**Selected text**:
'''
All of lore.kernel.org
 help / color / mirror / Atom feed
From: Damien Le Moal <dlemoal@kernel.org>
To: Jens Axboe <axboe@kernel.dk>,
	linux-block@vger.kernel.org, linux-nvme@lists.infradead.org,
	Keith Busch <keith.busch@wdc.com>, Christoph Hellwig <hch@lst.de>,
	dm-devel@lists.linux.dev, Mike Snitzer <snitzer@kernel.org>,
	Mikulas Patocka <mpatocka@redhat.com>,
	"Martin K . Petersen" <martin.petersen@oracle.com>,
	linux-scsi@vger.kernel.org, linux-xfs@vger.kernel.org,
	Carlos Maiolino <cem@kernel.org>,
	linux-btrfs@vger.kernel.org, David Sterba <dsterba@suse.com>
Subject: [PATCH 07/13] block: track zone conditions
Date: Fri, 31 Oct 2025 15:13:01 +0900	[thread overview]
Message-ID: <20251031061307.185513-8-dlemoal@kernel.org> (raw)
In-Reply-To: <20251031061307.185513-1-dlemoal@kernel.org>

The function blk_revalidate_zone_cond() already cache the condition of
all zones of a zoned block device in the zones_cond array of a gendisk.
However, the zone conditions are updated only when the device is scanned
or revalidated.
'''
**Job 1**:
Reproduce the part of the patch email on tracking zone conditions between "In-Reply-To: <20251031061307.185513-1-dlemoal@kernel.org>" and "or revalidated.", inclusive.
**Job 2**:
List every mailing list address in the To field of the patch email on tracking zone conditions.
**Job 3**:
Pick up the patch email on tracking zone conditions after its last sentence and continue writing it.

**Data shown**:
'''
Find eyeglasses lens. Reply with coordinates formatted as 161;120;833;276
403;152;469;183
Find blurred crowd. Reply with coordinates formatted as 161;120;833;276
'''
**Exercise answer 1**:
In-Reply-To: <20251031061307.185513-1-dlemoal@kernel.org>

The function blk_revalidate_zone_cond() already cache the condition of
all zones of a zoned block device in the zones_cond array of a gendisk.
However, the zone conditions are updated only when the device is scanned
or revalidated.

**Exercise answer 2**:
linux-block@vger.kernel.org
linux-nvme@lists.infradead.org
dm-devel@lists.linux.dev
linux-scsi@vger.kernel.org
linux-xfs@vger.kernel.org
linux-btrfs@vger.kernel.org

**Exercise answer 3**:
Implement tracking of the runtime changes to zone conditions using
the new cond field in struct blk_zone_wplug. The size of this structure
remains 112 Bytes as the new field replaces the 4 Bytes padding at the
end of the structure. For zones that do not have a zone write plug, the
zones_cond array of a disk is used to track changes to zone conditions,
e.g. when a zone reset, reset all or finish operation is executed.

Since a device may automatically close an implicitly open zone when
writing to an empty or closed zone, if the total number of open zones
has reached the device limit, the BLK_ZONE_COND_IMP_OPEN and
BLK_ZONE_COND_CLOSED zone conditions cannot be precisely tracked. To
overcome this, the zone condition BLK_ZONE_COND_ACTIVE is introduced to
represent a zone that has the condition BLK_ZONE_COND_IMP_OPEN,
BLK_ZONE_COND_EXP_OPEN or BLK_ZONE_COND_CLOSED.  This follows the
definition of an active zone as defined in the NVMe Zoned Namespace
specifications. As such, for a zoned device that has a limit on the
maximum number of open zones, we will never have more zones in the
BLK_ZONE_COND_ACTIVE condition than the device limit. This is compatible
with the SCSI ZBC and ATA ZAC specifications for SMR HDDs as these
devices do not have a limit on the number of active zones.

The function disk_zone_wplug_set_wp_offset() is modified to use the new
helper disk_zone_wplug_update_cond() to update a zone write plug
condition whenever a zone write plug write offset is updated on
submission or merging of write BIOs to a zone.

The functions blk_zone_reset_bio_endio(), blk_zone_reset_all_bio_endio()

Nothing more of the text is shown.